# [Activity]
Among the records below, find each line containing the word "after" and copy it.

# [Information provided]
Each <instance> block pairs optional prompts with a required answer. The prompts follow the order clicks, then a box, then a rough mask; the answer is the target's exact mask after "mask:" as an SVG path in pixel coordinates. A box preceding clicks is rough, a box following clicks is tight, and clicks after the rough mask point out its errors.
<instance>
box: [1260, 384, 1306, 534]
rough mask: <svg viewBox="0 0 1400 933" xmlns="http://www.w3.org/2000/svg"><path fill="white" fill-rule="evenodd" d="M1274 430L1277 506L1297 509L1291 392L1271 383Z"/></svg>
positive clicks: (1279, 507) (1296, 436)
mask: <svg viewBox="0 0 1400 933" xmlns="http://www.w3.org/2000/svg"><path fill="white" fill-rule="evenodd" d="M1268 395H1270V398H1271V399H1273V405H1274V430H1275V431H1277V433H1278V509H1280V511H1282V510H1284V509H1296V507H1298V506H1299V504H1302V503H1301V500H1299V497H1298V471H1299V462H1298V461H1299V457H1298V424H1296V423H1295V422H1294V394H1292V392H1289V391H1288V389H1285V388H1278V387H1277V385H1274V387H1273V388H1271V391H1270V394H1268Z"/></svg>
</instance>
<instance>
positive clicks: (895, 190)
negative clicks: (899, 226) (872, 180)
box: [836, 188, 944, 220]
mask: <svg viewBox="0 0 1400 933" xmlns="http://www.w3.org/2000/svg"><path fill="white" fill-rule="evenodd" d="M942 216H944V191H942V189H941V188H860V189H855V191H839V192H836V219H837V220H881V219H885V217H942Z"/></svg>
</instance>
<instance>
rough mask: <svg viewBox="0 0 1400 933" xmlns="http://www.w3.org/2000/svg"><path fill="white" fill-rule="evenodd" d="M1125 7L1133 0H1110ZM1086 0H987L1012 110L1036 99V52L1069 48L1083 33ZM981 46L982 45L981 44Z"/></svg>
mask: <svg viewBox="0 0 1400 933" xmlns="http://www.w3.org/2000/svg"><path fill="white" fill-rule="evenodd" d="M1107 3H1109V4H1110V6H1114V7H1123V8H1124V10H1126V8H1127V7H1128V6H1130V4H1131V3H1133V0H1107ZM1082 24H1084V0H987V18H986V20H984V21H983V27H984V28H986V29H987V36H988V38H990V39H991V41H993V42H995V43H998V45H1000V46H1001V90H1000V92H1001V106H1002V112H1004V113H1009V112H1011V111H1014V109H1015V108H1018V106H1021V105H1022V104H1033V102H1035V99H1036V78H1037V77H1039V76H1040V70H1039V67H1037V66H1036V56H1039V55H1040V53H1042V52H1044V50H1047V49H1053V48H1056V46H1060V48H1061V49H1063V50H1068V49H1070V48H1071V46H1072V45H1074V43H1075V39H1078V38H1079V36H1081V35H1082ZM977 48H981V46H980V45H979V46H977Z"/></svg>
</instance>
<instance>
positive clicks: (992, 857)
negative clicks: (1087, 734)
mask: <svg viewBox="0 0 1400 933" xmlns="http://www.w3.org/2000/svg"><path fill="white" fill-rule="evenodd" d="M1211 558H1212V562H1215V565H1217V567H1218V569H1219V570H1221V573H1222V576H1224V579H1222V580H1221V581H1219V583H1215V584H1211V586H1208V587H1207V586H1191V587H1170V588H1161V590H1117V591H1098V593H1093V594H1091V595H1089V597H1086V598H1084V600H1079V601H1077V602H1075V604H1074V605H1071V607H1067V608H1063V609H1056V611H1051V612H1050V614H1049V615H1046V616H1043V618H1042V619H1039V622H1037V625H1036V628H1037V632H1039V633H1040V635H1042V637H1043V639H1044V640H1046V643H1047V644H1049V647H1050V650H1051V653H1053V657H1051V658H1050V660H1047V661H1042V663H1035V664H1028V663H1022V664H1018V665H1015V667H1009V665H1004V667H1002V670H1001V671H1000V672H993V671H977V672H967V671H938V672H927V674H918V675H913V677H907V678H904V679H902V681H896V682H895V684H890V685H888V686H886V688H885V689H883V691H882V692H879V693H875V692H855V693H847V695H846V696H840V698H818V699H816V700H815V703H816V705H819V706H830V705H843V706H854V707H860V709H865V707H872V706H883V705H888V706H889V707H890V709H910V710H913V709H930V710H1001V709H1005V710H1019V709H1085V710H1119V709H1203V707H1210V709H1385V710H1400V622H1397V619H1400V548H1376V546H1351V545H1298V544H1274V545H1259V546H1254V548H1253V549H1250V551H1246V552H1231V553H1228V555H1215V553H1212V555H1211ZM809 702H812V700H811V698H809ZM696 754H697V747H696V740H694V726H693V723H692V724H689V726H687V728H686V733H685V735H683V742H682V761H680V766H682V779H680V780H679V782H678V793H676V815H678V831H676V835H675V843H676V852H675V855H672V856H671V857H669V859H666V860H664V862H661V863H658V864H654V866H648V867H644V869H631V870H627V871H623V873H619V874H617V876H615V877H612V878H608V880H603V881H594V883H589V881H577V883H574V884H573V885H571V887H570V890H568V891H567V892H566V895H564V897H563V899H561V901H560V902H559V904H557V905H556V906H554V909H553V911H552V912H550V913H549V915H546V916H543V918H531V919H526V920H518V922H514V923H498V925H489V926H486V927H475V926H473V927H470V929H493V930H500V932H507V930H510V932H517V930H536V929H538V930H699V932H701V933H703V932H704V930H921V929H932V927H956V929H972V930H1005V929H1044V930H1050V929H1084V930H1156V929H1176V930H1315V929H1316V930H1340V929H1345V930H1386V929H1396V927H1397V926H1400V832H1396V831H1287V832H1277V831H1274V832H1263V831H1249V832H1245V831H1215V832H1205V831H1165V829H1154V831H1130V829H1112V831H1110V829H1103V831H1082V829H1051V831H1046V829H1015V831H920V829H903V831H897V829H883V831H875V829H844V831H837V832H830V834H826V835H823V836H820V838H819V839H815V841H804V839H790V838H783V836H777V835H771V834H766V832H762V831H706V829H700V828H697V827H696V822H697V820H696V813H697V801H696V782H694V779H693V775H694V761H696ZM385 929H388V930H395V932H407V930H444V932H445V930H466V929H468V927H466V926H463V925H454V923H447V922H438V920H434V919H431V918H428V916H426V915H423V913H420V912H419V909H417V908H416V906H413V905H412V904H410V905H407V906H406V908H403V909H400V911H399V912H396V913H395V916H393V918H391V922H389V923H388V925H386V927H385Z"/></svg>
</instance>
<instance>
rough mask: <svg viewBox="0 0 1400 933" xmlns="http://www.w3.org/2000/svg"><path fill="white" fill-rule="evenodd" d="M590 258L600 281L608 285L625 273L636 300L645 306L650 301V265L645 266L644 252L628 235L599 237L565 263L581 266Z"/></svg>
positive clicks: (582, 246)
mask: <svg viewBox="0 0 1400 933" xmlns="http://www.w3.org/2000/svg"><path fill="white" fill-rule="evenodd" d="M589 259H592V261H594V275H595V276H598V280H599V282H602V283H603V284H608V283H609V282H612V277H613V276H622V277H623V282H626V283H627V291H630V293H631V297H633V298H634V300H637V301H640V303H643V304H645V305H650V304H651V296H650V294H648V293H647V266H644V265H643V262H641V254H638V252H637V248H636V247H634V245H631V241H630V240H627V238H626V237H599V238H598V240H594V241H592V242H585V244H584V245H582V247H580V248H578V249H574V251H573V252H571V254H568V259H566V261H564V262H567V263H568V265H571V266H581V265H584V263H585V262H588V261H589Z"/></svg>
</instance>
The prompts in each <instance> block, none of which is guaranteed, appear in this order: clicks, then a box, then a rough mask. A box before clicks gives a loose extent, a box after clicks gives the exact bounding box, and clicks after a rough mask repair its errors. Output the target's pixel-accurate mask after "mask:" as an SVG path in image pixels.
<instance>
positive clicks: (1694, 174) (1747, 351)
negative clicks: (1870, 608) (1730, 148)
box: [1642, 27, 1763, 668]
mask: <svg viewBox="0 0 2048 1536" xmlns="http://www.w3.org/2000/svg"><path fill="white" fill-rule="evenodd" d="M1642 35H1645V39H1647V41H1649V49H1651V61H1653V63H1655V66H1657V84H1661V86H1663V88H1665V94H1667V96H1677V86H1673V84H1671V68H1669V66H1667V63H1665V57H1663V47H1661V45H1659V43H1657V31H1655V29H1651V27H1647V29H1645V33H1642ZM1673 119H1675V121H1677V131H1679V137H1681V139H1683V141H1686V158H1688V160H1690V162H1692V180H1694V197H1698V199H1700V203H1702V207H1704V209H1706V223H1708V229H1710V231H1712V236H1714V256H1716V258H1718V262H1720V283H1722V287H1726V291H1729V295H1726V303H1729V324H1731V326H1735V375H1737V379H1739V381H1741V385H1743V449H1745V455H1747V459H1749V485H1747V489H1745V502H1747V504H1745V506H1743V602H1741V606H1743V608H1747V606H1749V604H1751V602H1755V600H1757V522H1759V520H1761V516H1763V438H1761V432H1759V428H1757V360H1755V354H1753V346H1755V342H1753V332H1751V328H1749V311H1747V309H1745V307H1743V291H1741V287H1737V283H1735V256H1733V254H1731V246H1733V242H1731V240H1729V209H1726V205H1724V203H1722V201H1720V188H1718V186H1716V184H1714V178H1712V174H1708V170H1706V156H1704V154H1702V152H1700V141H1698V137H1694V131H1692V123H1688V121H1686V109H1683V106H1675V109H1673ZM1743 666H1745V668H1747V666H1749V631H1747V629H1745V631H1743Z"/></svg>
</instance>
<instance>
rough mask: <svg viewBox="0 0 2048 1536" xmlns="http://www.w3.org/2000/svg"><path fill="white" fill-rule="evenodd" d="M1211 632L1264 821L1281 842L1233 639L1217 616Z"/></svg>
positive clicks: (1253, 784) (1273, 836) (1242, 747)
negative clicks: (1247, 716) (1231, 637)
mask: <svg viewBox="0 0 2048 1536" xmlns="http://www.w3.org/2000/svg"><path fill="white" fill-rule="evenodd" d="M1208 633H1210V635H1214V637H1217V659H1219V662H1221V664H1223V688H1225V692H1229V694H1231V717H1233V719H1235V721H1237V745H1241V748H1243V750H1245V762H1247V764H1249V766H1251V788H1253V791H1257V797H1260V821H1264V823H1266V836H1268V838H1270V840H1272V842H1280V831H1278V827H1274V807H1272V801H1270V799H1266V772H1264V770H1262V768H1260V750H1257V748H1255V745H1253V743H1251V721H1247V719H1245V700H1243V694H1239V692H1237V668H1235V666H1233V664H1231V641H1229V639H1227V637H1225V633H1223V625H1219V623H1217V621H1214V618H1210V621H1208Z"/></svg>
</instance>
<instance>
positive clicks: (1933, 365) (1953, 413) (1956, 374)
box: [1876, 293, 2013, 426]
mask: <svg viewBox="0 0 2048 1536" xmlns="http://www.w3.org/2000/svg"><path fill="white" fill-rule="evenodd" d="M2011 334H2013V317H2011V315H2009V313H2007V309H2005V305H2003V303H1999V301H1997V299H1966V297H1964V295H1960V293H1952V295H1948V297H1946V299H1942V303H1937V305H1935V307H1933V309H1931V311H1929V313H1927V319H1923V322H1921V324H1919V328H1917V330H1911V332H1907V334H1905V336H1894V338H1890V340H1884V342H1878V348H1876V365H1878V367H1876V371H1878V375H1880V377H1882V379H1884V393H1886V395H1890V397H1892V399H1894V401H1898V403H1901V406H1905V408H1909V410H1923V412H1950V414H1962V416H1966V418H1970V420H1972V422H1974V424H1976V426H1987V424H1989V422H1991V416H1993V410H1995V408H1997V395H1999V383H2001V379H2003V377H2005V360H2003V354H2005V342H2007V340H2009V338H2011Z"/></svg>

# [Answer section]
Each <instance> block pairs optional prompts with a required answer. The prompts follow the order clicks, then a box, then a rough mask; the answer is the target's exact mask after "mask:" as an SVG path in pixel coordinates. A box preceding clicks is rough, a box following clicks is tight, and clicks after the rough mask point out its errors.
The prompts in each <instance> block, none of which is guaranteed, appear in this order: clicks, then a box, then a rough mask. A box before clicks gives a loose extent, a box after clicks gives the exact bounding box, and clicks after a rough mask repair its errors. Output the target's pixel-accurate mask after "mask:" as an SVG path in image pixels.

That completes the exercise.